§ Apply what you read
1. Summarize the blog post about baby-name etiquette in two sentences.
2. Reproduce the blog post about baby-name etiquette between "Stunned, I looked" and "and I like it.", inclusive.
3. Take the blog post about baby-name etiquette further, starting after its last sentence.

We had some friends over for dinner the other night. For their sake, I’ll disguise their names and call them “Matt” and “Melissa.”
During the evening I chatted excitedly about my blog. “It’s called The Wellness Project,” I told them.
“Ooh, that’s a terrible name,” Matt said, “I’d expect better from you Dianna.”
Stunned, I looked down and then shrugged my shoulders and stated, “Well, I like it.”
Realizing his gaff, Matt quickly back-peddled and said, “Oh, well, then it’s perfect.”
Matt’s from New Jersey, so his style is a bit different than mine. He’s more direct, obviously.
I, on the other hand, was schooled in the tradition of politeness over honesty. If you have a derogatory comment about someone you smile sweetly to their face and talk about them behind their back. I mean, that’s the polite thing to do. Right?
This blog is my baby. And while my baby might have an ugly name, it’s mine and I like it.
Thus, it occurred to me that not only is Matt direct, but he was never taught the social etiquette of baby names. Specifically, when you can and cannot give your opinion about an infant’s moniker. So, this is a public service announcement to my dear, slightly clueless friend.
First and foremost, you don’t ever—ever—criticize the name of someone’s baby after it’s already named. As soon as the ink dries on the birth certificate it’s a done deal. Keep your pie hole shut.

§ Data section
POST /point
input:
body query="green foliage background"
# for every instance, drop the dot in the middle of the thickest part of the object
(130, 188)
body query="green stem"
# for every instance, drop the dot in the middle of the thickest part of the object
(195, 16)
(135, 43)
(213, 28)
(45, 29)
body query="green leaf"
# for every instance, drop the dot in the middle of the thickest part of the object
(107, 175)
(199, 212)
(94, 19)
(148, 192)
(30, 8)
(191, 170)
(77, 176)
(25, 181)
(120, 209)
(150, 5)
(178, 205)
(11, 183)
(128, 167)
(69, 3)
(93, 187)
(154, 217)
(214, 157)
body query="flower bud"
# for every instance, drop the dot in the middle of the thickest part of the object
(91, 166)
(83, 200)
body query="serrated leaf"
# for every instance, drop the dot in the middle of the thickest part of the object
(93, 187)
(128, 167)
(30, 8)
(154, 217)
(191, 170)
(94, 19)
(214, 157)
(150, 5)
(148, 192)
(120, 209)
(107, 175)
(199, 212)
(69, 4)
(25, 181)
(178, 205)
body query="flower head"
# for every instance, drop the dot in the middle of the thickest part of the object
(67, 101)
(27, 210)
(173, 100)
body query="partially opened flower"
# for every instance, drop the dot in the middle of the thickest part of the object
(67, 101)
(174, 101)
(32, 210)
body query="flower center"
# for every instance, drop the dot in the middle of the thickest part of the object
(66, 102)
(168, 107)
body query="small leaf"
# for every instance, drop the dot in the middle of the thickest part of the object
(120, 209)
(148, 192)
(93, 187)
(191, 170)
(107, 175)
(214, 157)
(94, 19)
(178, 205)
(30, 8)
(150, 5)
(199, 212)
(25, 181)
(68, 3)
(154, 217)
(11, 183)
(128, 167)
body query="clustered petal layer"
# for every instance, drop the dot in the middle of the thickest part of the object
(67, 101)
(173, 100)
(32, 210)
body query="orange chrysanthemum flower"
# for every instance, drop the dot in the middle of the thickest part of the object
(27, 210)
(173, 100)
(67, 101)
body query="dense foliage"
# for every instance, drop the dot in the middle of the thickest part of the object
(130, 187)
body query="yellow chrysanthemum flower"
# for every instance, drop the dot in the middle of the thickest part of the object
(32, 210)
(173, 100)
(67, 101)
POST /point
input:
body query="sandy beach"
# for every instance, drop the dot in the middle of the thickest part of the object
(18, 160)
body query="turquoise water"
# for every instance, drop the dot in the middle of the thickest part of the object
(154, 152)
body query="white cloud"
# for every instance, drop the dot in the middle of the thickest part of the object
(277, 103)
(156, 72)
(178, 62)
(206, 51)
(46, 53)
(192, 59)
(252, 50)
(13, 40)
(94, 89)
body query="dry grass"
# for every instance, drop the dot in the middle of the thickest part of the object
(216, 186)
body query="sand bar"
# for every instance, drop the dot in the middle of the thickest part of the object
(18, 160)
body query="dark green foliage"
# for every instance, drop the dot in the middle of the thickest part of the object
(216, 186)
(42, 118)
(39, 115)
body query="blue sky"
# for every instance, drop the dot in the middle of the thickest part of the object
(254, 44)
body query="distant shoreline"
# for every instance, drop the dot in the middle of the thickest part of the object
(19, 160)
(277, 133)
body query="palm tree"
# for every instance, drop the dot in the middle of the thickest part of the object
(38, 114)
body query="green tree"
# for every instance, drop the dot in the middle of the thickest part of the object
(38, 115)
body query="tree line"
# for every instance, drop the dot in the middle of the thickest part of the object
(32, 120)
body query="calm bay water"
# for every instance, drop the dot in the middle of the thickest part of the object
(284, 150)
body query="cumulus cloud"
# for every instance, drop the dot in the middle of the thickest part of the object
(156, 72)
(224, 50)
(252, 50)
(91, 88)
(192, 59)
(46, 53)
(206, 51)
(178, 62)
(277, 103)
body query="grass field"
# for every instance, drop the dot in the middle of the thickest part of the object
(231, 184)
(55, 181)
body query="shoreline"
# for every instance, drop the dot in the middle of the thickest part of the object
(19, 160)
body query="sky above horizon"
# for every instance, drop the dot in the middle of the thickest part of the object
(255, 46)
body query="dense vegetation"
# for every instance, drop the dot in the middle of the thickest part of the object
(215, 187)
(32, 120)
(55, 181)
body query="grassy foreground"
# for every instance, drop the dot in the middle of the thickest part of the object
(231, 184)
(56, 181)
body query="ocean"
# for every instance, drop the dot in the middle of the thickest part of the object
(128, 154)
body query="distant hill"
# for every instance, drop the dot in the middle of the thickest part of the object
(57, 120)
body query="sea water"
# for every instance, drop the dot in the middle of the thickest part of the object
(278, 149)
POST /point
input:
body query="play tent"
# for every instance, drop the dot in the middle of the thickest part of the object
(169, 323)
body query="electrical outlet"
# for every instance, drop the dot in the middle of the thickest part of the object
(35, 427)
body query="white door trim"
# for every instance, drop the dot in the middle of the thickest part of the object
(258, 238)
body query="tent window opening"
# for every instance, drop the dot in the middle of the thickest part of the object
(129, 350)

§ Numbered answers
1. At dinner, a friend called "Matt" said the narrator's blog name, The Wellness Project, was terrible, then backtracked once the narrator said they liked it. Comparing the blog to a baby, the narrator offers Matt a public service announcement on baby-name etiquette, beginning with the rule that you never criticize a baby's name once it has been given.

2.
Stunned, I looked down and then shrugged my shoulders and stated, “Well, I like it.”
Realizing his gaff, Matt quickly back-peddled and said, “Oh, well, then it’s perfect.”
Matt’s from New Jersey, so his style is a bit different than mine. He’s more direct, obviously.
I, on the other hand, was schooled in the tradition of politeness over honesty. If you have a derogatory comment about someone you smile sweetly to their face and talk about them behind their back. I mean, that’s the polite thing to do. Right?
This blog is my baby. And while my baby might have an ugly name, it’s mine and I like it.

3.
The time to offer your opinion is during the initial discussions. Or—Matt you might want to take notes here—if they ASK for your opinion. For example, when I was pregnant with my firstborn, we were considering the name Duncan if it was a boy. We asked some people what they thought and universally they responded, “You mean like Dunkin Donuts?” We crossed it off the list. No harm done.
So Matt, the next time your friend brings over her newly born son and proudly presents him stating, “We’ve decided to name him Bratwurst Zwiebel Schmitt, in honor of our German heritage.”
You smile sweetly and state simply, “I think that’s wonderful.”
You are definitely allowed to look across the room to Melissa, give her a knowing glance that says, “Good God, that poor kid is going to get his butt kicked on the playground.”
Melissa can softly mouth, “I know. What were they thinking?”
But you say nothing to your demented, sausage-loving friend.
However, it is appropriate, and also highly recommended in such instances, to bow your head and pray for the safety of little Bratwurst.
This is the end of my public service announcement. (Cue The More You Know music.)
After I got over the shock of Matt criticizing my choice of name, I tried to hear him out. Specifically, Matt’s point was, “What’s wellness mean anyway? It’s so arbitrary. It could mean something different to everyone.”
And that, my friends, is actually a fair point.
Dictionary.com defines wellness as: The quality or state of being healthy in body and mind, esp. as the result of deliberate effort.
The National Wellness Association defines it similarly as "an active process of becoming aware of and making choices toward a more successful existence,” and claims that six interrelated aspects of human life comprise wellness:
- Emotional wellness refers to awareness, sensitivity, and acceptance of feelings and the ability to successfully express and manage one's feelings. Emotional wellness enables people to cope with stress, maintain satisfying relationships with family and friends, and assume responsibility for their actions.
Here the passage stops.